TASK
Set down, word for word, everything in the research overview below from "Currently, I have" down to "our results here.".

My main research areas are in applied probability and analysis.  See below for more detailed descriptions of some previous and current projects.



Kinetic Theory and Grain Boundary Coarsening

Currently, I have been looking at how two dimensional network micro and macrostructures evolve under various types of coarsening.  A well-studied method for coarsening is driven by mean-curvature flow.  Several methods exist for understanding how networks and their statistics evolve, ranging from the direct simulation of networks (Potts models, level set methods, etc.) to kinetic theories which use mean field assumptions for expressing grain areas and topologies with systems of nonlinear advection reaction equations.  Along with Govind Menon and Bob Pego, I’ve explored a happy medium which uses piecewise deterministic Markov processes (PDMPs), which allows us to approximate networks as stochastic dynamical systems, and also incorporate first order correlations between cells when constructing limiting kinetic equations.  You can view our results here.

I’ve also taken a look at kinetic equations which model foams with edges that can break. Here’s a simulation of what the breaking process looks like over an initially ordered foam:

In this article, I develop a Markov process over the space of combinatorial embeddings and show that the associated kinetic equations are quite similar to the Smoluchowski coagulation equations, which are used for modeling coalescing particles.

INFORMATION GIVEN
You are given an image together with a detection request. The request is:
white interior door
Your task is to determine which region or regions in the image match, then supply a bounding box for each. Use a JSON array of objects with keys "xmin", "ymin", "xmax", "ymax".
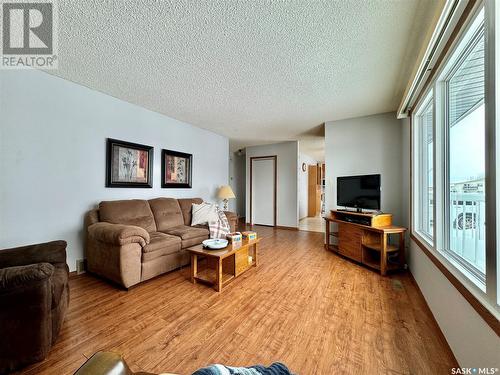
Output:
[{"xmin": 252, "ymin": 158, "xmax": 275, "ymax": 226}]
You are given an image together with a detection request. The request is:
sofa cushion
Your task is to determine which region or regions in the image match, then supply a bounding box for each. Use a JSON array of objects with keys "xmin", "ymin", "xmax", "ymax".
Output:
[
  {"xmin": 165, "ymin": 225, "xmax": 209, "ymax": 240},
  {"xmin": 177, "ymin": 198, "xmax": 203, "ymax": 225},
  {"xmin": 99, "ymin": 199, "xmax": 156, "ymax": 232},
  {"xmin": 142, "ymin": 232, "xmax": 181, "ymax": 255},
  {"xmin": 149, "ymin": 198, "xmax": 184, "ymax": 231}
]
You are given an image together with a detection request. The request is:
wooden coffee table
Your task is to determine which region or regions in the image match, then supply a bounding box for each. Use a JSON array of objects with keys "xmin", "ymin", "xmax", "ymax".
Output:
[{"xmin": 186, "ymin": 238, "xmax": 260, "ymax": 292}]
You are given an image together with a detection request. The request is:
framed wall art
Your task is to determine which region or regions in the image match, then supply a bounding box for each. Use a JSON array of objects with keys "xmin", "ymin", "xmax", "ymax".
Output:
[
  {"xmin": 106, "ymin": 138, "xmax": 153, "ymax": 188},
  {"xmin": 161, "ymin": 150, "xmax": 193, "ymax": 188}
]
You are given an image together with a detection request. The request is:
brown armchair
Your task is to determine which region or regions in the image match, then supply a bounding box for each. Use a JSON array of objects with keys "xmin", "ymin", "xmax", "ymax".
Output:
[{"xmin": 0, "ymin": 241, "xmax": 69, "ymax": 373}]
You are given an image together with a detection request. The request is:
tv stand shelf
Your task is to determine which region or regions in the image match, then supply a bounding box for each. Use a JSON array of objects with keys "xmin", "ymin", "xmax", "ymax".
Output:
[{"xmin": 324, "ymin": 210, "xmax": 406, "ymax": 275}]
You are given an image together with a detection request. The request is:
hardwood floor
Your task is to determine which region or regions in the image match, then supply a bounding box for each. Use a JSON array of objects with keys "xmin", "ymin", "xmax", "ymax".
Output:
[{"xmin": 15, "ymin": 227, "xmax": 457, "ymax": 375}]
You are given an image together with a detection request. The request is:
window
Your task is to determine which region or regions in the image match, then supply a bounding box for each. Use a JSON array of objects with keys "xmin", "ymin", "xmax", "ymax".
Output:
[
  {"xmin": 413, "ymin": 92, "xmax": 434, "ymax": 244},
  {"xmin": 411, "ymin": 2, "xmax": 500, "ymax": 329},
  {"xmin": 445, "ymin": 19, "xmax": 486, "ymax": 285},
  {"xmin": 412, "ymin": 9, "xmax": 496, "ymax": 300},
  {"xmin": 437, "ymin": 8, "xmax": 486, "ymax": 289}
]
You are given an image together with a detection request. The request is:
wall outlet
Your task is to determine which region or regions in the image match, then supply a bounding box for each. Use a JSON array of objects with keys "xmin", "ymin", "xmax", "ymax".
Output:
[{"xmin": 76, "ymin": 259, "xmax": 87, "ymax": 275}]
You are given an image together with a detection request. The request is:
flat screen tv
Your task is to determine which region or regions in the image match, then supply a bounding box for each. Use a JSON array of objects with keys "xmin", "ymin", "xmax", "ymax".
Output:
[{"xmin": 337, "ymin": 174, "xmax": 380, "ymax": 211}]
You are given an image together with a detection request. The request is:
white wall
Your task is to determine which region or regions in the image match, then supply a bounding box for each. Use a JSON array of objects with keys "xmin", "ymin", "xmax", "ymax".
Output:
[
  {"xmin": 229, "ymin": 152, "xmax": 246, "ymax": 217},
  {"xmin": 0, "ymin": 70, "xmax": 229, "ymax": 270},
  {"xmin": 325, "ymin": 113, "xmax": 403, "ymax": 224},
  {"xmin": 298, "ymin": 153, "xmax": 318, "ymax": 219},
  {"xmin": 246, "ymin": 141, "xmax": 299, "ymax": 227},
  {"xmin": 402, "ymin": 119, "xmax": 500, "ymax": 368}
]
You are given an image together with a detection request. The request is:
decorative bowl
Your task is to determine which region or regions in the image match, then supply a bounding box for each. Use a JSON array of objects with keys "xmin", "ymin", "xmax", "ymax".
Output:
[{"xmin": 202, "ymin": 238, "xmax": 228, "ymax": 250}]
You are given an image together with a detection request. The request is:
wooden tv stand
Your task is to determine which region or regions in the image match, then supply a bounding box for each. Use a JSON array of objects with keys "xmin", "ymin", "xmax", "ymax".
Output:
[{"xmin": 324, "ymin": 210, "xmax": 406, "ymax": 275}]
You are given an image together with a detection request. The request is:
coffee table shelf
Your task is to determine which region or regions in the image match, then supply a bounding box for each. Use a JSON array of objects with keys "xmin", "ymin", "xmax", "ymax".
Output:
[{"xmin": 186, "ymin": 238, "xmax": 260, "ymax": 292}]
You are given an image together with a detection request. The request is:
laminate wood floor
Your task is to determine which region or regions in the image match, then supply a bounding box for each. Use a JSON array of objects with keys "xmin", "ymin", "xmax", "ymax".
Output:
[{"xmin": 16, "ymin": 227, "xmax": 457, "ymax": 375}]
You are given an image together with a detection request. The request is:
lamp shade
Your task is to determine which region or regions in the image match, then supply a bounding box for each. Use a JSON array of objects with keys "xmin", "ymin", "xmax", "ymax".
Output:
[{"xmin": 217, "ymin": 185, "xmax": 236, "ymax": 199}]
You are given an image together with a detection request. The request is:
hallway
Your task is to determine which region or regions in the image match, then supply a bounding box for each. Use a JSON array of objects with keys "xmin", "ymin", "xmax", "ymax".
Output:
[{"xmin": 299, "ymin": 216, "xmax": 325, "ymax": 233}]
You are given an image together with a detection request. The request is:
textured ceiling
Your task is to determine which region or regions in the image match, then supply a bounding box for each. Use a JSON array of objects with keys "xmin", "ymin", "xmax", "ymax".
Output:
[{"xmin": 49, "ymin": 0, "xmax": 443, "ymax": 159}]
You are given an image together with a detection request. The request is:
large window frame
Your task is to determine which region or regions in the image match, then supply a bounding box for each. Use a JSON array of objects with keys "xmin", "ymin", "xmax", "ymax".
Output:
[
  {"xmin": 412, "ymin": 88, "xmax": 435, "ymax": 246},
  {"xmin": 411, "ymin": 1, "xmax": 500, "ymax": 333}
]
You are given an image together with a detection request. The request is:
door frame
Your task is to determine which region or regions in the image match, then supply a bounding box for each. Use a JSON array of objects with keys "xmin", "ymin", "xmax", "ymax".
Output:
[{"xmin": 250, "ymin": 155, "xmax": 278, "ymax": 227}]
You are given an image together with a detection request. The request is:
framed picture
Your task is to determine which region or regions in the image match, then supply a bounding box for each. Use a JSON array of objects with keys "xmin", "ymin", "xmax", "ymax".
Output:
[
  {"xmin": 106, "ymin": 138, "xmax": 153, "ymax": 188},
  {"xmin": 161, "ymin": 150, "xmax": 193, "ymax": 188}
]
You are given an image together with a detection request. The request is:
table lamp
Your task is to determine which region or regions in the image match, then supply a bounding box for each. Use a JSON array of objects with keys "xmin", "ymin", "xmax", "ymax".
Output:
[{"xmin": 217, "ymin": 185, "xmax": 236, "ymax": 211}]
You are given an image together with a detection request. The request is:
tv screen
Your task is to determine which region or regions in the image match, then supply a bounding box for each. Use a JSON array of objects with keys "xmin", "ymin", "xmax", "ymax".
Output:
[{"xmin": 337, "ymin": 174, "xmax": 380, "ymax": 210}]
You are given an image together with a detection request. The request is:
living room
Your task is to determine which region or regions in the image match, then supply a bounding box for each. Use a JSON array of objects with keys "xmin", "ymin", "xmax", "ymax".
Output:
[{"xmin": 0, "ymin": 0, "xmax": 500, "ymax": 375}]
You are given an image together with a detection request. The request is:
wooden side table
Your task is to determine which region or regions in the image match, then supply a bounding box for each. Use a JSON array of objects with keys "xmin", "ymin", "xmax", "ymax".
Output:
[{"xmin": 186, "ymin": 238, "xmax": 260, "ymax": 292}]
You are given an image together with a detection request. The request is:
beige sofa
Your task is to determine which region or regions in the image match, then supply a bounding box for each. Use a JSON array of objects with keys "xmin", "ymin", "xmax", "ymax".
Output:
[{"xmin": 85, "ymin": 198, "xmax": 238, "ymax": 288}]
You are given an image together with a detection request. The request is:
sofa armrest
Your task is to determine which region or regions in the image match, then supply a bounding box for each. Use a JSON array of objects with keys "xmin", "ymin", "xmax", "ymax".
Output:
[
  {"xmin": 0, "ymin": 263, "xmax": 54, "ymax": 293},
  {"xmin": 224, "ymin": 211, "xmax": 238, "ymax": 232},
  {"xmin": 88, "ymin": 222, "xmax": 150, "ymax": 247},
  {"xmin": 0, "ymin": 241, "xmax": 67, "ymax": 268},
  {"xmin": 0, "ymin": 263, "xmax": 55, "ymax": 374}
]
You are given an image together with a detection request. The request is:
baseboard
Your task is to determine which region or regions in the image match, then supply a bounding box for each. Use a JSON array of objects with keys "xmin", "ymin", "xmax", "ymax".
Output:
[
  {"xmin": 245, "ymin": 223, "xmax": 299, "ymax": 231},
  {"xmin": 275, "ymin": 225, "xmax": 299, "ymax": 230}
]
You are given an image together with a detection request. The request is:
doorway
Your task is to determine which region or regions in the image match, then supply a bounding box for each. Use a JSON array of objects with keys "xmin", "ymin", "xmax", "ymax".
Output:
[{"xmin": 250, "ymin": 155, "xmax": 277, "ymax": 227}]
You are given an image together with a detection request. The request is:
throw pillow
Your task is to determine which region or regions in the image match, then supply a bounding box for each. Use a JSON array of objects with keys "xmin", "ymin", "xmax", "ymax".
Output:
[{"xmin": 191, "ymin": 202, "xmax": 219, "ymax": 226}]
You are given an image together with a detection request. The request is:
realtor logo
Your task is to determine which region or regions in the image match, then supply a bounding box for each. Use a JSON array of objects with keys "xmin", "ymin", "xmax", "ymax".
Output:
[{"xmin": 1, "ymin": 0, "xmax": 57, "ymax": 69}]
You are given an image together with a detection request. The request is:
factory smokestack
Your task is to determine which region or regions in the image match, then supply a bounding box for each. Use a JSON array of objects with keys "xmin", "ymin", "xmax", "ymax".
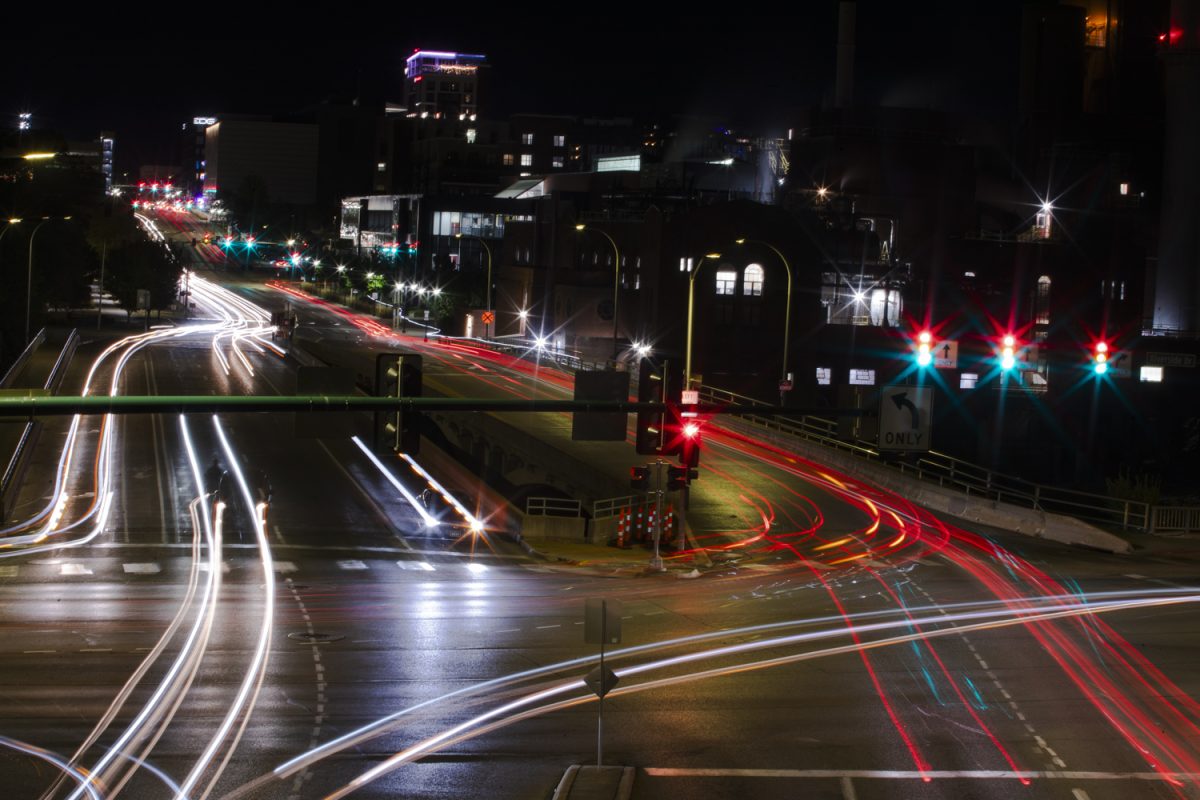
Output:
[{"xmin": 834, "ymin": 0, "xmax": 854, "ymax": 108}]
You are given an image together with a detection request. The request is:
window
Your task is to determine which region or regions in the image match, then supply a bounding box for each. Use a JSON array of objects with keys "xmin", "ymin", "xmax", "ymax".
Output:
[
  {"xmin": 1033, "ymin": 275, "xmax": 1050, "ymax": 325},
  {"xmin": 742, "ymin": 264, "xmax": 763, "ymax": 297},
  {"xmin": 716, "ymin": 270, "xmax": 738, "ymax": 295}
]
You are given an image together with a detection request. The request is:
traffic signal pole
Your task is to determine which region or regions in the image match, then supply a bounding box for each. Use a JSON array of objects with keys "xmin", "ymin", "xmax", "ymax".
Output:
[{"xmin": 650, "ymin": 458, "xmax": 667, "ymax": 572}]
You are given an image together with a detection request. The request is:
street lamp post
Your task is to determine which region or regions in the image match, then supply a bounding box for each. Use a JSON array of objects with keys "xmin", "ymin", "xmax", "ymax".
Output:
[
  {"xmin": 454, "ymin": 234, "xmax": 496, "ymax": 338},
  {"xmin": 575, "ymin": 223, "xmax": 620, "ymax": 363},
  {"xmin": 683, "ymin": 253, "xmax": 721, "ymax": 389},
  {"xmin": 25, "ymin": 217, "xmax": 71, "ymax": 347},
  {"xmin": 737, "ymin": 239, "xmax": 792, "ymax": 405}
]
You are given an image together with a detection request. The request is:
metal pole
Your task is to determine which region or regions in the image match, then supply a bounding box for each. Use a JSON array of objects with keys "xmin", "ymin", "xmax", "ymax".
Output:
[
  {"xmin": 96, "ymin": 239, "xmax": 108, "ymax": 331},
  {"xmin": 25, "ymin": 219, "xmax": 49, "ymax": 347},
  {"xmin": 650, "ymin": 458, "xmax": 666, "ymax": 572},
  {"xmin": 596, "ymin": 600, "xmax": 608, "ymax": 769}
]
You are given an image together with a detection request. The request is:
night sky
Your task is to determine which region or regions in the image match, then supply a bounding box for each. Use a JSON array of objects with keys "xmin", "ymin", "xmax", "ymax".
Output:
[{"xmin": 0, "ymin": 0, "xmax": 1020, "ymax": 170}]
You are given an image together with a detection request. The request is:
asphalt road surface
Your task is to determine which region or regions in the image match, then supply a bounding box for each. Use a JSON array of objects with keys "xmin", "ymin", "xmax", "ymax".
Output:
[{"xmin": 0, "ymin": 212, "xmax": 1200, "ymax": 800}]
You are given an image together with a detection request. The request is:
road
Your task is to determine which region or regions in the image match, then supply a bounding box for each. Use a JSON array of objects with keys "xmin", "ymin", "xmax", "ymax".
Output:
[{"xmin": 0, "ymin": 212, "xmax": 1200, "ymax": 799}]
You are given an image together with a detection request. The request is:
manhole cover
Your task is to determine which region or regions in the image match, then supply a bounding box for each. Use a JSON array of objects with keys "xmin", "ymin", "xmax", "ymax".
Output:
[{"xmin": 288, "ymin": 631, "xmax": 346, "ymax": 643}]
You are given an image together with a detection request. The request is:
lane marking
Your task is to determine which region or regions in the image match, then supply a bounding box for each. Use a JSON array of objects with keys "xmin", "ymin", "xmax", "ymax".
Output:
[{"xmin": 643, "ymin": 766, "xmax": 1200, "ymax": 782}]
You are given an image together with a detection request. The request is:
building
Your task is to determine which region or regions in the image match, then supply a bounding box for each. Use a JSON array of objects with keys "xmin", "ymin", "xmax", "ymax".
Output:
[
  {"xmin": 404, "ymin": 49, "xmax": 487, "ymax": 120},
  {"xmin": 204, "ymin": 115, "xmax": 318, "ymax": 206}
]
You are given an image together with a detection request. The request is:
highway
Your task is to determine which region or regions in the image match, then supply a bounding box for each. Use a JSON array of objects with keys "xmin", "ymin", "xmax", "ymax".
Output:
[{"xmin": 0, "ymin": 208, "xmax": 1200, "ymax": 800}]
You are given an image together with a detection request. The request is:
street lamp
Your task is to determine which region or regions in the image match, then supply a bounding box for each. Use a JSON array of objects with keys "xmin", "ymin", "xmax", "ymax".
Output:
[
  {"xmin": 683, "ymin": 253, "xmax": 721, "ymax": 389},
  {"xmin": 24, "ymin": 217, "xmax": 71, "ymax": 347},
  {"xmin": 575, "ymin": 223, "xmax": 620, "ymax": 363},
  {"xmin": 454, "ymin": 234, "xmax": 496, "ymax": 338},
  {"xmin": 736, "ymin": 239, "xmax": 792, "ymax": 405}
]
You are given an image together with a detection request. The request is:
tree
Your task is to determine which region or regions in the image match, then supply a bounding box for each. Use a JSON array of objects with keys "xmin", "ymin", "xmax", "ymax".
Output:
[{"xmin": 104, "ymin": 240, "xmax": 180, "ymax": 313}]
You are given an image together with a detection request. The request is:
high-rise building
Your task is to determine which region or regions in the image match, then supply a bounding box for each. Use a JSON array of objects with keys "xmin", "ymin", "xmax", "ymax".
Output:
[{"xmin": 404, "ymin": 49, "xmax": 487, "ymax": 120}]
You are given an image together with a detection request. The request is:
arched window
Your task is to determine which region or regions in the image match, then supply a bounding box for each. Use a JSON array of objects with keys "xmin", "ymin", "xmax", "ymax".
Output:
[{"xmin": 742, "ymin": 264, "xmax": 763, "ymax": 297}]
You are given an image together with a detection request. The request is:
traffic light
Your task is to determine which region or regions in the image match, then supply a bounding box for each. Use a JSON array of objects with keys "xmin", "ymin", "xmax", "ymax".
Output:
[
  {"xmin": 1092, "ymin": 342, "xmax": 1109, "ymax": 375},
  {"xmin": 917, "ymin": 331, "xmax": 934, "ymax": 367},
  {"xmin": 629, "ymin": 467, "xmax": 650, "ymax": 492},
  {"xmin": 634, "ymin": 359, "xmax": 683, "ymax": 456},
  {"xmin": 679, "ymin": 420, "xmax": 700, "ymax": 471},
  {"xmin": 667, "ymin": 465, "xmax": 698, "ymax": 492},
  {"xmin": 374, "ymin": 353, "xmax": 422, "ymax": 456},
  {"xmin": 1000, "ymin": 333, "xmax": 1016, "ymax": 372}
]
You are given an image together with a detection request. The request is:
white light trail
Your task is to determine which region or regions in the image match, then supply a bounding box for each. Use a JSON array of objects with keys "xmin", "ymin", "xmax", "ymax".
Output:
[{"xmin": 350, "ymin": 437, "xmax": 438, "ymax": 528}]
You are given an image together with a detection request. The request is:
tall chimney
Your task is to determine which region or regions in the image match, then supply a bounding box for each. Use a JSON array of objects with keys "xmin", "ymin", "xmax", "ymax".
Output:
[{"xmin": 834, "ymin": 0, "xmax": 854, "ymax": 108}]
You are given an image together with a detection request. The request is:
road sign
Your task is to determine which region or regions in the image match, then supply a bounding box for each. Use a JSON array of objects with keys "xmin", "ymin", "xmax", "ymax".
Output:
[
  {"xmin": 931, "ymin": 339, "xmax": 959, "ymax": 369},
  {"xmin": 583, "ymin": 597, "xmax": 620, "ymax": 644},
  {"xmin": 880, "ymin": 386, "xmax": 934, "ymax": 451}
]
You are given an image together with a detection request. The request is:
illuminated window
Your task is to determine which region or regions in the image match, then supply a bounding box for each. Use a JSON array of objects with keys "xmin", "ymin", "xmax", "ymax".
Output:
[
  {"xmin": 1033, "ymin": 275, "xmax": 1050, "ymax": 325},
  {"xmin": 716, "ymin": 271, "xmax": 738, "ymax": 295},
  {"xmin": 742, "ymin": 264, "xmax": 763, "ymax": 297}
]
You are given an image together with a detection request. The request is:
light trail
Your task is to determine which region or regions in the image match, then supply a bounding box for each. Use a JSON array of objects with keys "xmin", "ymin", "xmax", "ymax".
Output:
[
  {"xmin": 175, "ymin": 415, "xmax": 275, "ymax": 800},
  {"xmin": 324, "ymin": 595, "xmax": 1200, "ymax": 800}
]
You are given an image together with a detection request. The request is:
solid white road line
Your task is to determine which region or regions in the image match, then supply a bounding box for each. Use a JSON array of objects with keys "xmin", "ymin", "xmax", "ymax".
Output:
[{"xmin": 644, "ymin": 766, "xmax": 1200, "ymax": 782}]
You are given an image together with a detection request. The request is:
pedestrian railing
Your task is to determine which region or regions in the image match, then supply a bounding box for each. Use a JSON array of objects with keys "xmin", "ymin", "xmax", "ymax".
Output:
[
  {"xmin": 1150, "ymin": 506, "xmax": 1200, "ymax": 534},
  {"xmin": 592, "ymin": 494, "xmax": 646, "ymax": 519},
  {"xmin": 526, "ymin": 498, "xmax": 583, "ymax": 517}
]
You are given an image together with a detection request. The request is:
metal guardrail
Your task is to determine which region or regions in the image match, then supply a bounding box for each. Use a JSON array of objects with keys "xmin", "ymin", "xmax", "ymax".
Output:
[
  {"xmin": 0, "ymin": 327, "xmax": 46, "ymax": 389},
  {"xmin": 701, "ymin": 387, "xmax": 1152, "ymax": 531},
  {"xmin": 592, "ymin": 494, "xmax": 647, "ymax": 519},
  {"xmin": 0, "ymin": 327, "xmax": 79, "ymax": 521},
  {"xmin": 526, "ymin": 498, "xmax": 583, "ymax": 517},
  {"xmin": 1150, "ymin": 506, "xmax": 1200, "ymax": 534}
]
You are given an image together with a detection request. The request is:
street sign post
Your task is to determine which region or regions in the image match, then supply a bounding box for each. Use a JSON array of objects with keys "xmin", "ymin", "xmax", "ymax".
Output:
[
  {"xmin": 930, "ymin": 339, "xmax": 959, "ymax": 369},
  {"xmin": 583, "ymin": 597, "xmax": 620, "ymax": 769},
  {"xmin": 880, "ymin": 386, "xmax": 934, "ymax": 451}
]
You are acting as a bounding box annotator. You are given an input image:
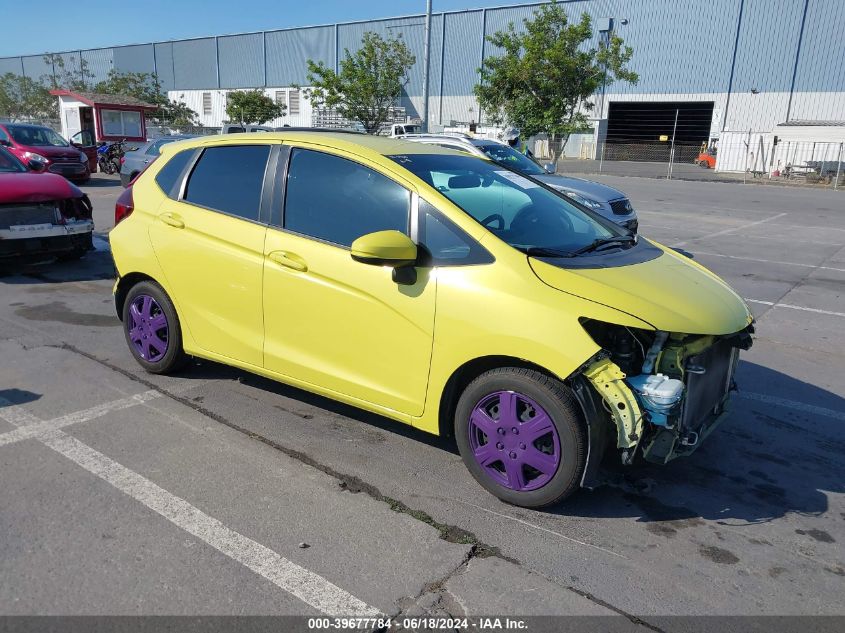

OUTPUT OF THE EXERCISE
Currently, I have been looking at how two dimensional network micro and macrostructures evolve under various types of coarsening.  A well-studied method for coarsening is driven by mean-curvature flow.  Several methods exist for understanding how networks and their statistics evolve, ranging from the direct simulation of networks (Potts models, level set methods, etc.) to kinetic theories which use mean field assumptions for expressing grain areas and topologies with systems of nonlinear advection reaction equations.  Along with Govind Menon and Bob Pego, I’ve explored a happy medium which uses piecewise deterministic Markov processes (PDMPs), which allows us to approximate networks as stochastic dynamical systems, and also incorporate first order correlations between cells when constructing limiting kinetic equations.  You can view our results here.